WHAT TO DO: Turn the paragraph of the article on Boston arts education that begins "Indeed, the study supports" into a short bulleted list that keeps its main facts.

--- READING TEXT Enclosed Below ---

Early planning of the initiative was extremely important, according to Johnson: “We had to be very strategic, thoughtful and purposeful and set up our methods of collecting data to see where we are, then map out a long-term strategy.”
The longstanding partnerships between the district, EdVestors, local and national funders, arts organizations and other community members were key to the district’s success in boosting arts education.
“We are truly fortunate to have such a cohesive arts community in Boston,” said Beatrice, the BPS arts director “Simply put, we have more impact when we work together. The vision of the BPS Arts Expansion from 11 years ago has worked. A majority of our schools that were able to be granted funds for arts partners have now also added certified arts educators, nearly doubling the amount of certified arts teachers from around 164 in 2009 to over 300 today.”
Indeed, the study supports the value of increased access to arts learning, specifically stating, “when students have more opportunities to participate in arts learning experiences, their engagement in school overall increases, as measured by reductions in absenteeism; increases in student and parent school engagement; and modest effects on student achievement, particularly English Language Arts for middle school students.”
“Simply put, when we talk about the social-emotional well-being of our students, the arts are a huge part of that."
Arts can be powerful for young people in other ways, too, Beatrice said. “The arts provide an opportunity for students to not only showcase their artistic skills but also give an opportunity to reflect about their process and their learning,” he said. “Simply put, when we talk about the social-emotional well-being of our students, the arts are a huge part of that."
Brian Kisida, an assistant professor at the University of Missouri’s Truman School of Public Affairs who co-led the study, said its findings about arts learning and the link to student engagement might help schools as they begin to respond to the disruptions to in-person learning caused by COVID-19.

--- End of Enclosed READING TEXT ---
--- DATA UNDER STUDY Enclosed Below ---

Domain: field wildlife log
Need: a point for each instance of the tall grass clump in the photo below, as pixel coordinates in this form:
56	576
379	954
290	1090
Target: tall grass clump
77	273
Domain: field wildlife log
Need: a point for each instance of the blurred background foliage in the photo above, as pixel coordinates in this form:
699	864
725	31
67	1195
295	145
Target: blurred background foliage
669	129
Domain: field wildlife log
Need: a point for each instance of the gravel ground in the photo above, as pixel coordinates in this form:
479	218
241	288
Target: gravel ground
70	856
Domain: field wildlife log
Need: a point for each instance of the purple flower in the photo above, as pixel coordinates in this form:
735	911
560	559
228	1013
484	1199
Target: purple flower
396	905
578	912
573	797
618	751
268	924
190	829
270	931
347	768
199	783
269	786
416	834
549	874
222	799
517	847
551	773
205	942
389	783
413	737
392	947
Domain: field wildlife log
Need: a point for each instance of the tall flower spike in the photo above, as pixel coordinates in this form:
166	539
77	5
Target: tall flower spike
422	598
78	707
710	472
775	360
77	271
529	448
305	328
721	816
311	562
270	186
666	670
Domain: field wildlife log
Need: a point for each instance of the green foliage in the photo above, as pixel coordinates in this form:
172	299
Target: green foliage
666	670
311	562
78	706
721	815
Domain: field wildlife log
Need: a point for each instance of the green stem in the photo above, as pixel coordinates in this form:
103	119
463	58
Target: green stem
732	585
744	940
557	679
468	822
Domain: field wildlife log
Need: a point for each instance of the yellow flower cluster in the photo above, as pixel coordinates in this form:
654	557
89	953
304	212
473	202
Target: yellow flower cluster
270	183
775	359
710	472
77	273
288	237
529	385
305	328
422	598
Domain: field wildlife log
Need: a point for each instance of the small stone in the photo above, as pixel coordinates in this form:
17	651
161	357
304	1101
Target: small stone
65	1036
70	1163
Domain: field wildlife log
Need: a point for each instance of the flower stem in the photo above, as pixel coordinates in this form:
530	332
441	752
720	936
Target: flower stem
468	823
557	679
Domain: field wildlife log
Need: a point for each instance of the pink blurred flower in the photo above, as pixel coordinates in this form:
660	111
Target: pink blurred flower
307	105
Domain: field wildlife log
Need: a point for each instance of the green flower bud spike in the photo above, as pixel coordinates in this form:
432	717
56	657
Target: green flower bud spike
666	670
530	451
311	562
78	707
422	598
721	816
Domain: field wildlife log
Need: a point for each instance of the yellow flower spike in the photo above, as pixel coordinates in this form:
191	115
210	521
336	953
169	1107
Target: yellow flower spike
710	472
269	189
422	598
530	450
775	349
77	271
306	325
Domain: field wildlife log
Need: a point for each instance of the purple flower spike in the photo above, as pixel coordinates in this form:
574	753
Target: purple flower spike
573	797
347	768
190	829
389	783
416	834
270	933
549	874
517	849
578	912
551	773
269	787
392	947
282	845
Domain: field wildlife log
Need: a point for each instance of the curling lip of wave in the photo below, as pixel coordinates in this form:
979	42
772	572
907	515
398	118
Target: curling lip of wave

--- End of Enclosed DATA UNDER STUDY ---
--- DATA UNDER STUDY Enclosed Below ---

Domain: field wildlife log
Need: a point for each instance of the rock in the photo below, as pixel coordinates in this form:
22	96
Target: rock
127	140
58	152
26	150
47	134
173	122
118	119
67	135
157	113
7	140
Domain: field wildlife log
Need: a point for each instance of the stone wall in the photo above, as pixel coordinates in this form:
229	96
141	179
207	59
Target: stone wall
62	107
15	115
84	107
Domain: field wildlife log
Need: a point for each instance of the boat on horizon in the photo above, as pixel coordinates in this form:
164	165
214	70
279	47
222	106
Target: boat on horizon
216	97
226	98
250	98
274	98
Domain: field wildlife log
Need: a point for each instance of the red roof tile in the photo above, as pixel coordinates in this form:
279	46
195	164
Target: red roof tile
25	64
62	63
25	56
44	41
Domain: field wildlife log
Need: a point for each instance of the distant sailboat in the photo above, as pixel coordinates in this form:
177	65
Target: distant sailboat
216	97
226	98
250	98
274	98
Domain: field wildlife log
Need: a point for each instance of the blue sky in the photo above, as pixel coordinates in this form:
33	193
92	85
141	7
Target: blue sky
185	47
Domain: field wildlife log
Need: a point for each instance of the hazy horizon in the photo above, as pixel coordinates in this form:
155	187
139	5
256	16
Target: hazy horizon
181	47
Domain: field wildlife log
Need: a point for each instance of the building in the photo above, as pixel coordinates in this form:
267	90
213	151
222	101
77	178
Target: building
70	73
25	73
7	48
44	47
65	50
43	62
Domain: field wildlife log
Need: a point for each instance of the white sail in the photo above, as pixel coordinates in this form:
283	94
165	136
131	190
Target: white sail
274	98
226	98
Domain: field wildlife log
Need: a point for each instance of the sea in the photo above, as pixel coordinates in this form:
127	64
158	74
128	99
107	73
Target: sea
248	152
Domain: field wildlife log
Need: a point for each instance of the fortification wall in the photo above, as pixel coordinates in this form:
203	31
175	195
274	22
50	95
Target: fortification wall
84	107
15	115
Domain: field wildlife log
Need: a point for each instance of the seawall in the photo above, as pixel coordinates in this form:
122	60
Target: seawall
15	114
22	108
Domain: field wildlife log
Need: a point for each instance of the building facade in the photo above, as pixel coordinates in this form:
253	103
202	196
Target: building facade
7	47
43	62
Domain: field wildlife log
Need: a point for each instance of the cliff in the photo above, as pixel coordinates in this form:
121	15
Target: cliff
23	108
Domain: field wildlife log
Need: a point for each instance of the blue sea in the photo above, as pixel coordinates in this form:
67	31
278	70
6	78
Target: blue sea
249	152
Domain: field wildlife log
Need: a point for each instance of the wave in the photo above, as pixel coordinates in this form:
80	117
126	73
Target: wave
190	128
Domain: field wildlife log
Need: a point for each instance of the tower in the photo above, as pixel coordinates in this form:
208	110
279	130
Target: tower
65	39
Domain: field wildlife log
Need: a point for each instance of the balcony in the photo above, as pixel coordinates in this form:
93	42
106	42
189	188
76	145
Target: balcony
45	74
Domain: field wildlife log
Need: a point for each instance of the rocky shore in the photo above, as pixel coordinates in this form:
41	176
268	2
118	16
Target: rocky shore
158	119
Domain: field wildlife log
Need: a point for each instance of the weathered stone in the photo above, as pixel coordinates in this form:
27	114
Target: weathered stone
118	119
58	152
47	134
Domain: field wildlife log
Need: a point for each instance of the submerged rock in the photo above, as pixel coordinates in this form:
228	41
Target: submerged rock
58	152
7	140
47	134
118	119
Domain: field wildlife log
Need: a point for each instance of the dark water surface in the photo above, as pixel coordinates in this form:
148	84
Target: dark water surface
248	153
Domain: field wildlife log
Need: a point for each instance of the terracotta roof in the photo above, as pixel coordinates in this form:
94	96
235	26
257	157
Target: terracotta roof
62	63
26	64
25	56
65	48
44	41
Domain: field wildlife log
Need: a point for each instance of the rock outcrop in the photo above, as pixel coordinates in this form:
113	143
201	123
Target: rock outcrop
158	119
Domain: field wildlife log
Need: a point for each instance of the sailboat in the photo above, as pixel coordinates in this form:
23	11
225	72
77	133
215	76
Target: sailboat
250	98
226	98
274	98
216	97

--- End of Enclosed DATA UNDER STUDY ---

THE COMPLETED TASK:
- The study supports the value of increased access to arts learning.
- When students have more chances to take part in arts learning, their overall engagement in school increases.
- This is measured by reduced absenteeism and by increased student and parent school engagement.
- There are modest effects on student achievement, particularly in English Language Arts for middle school students.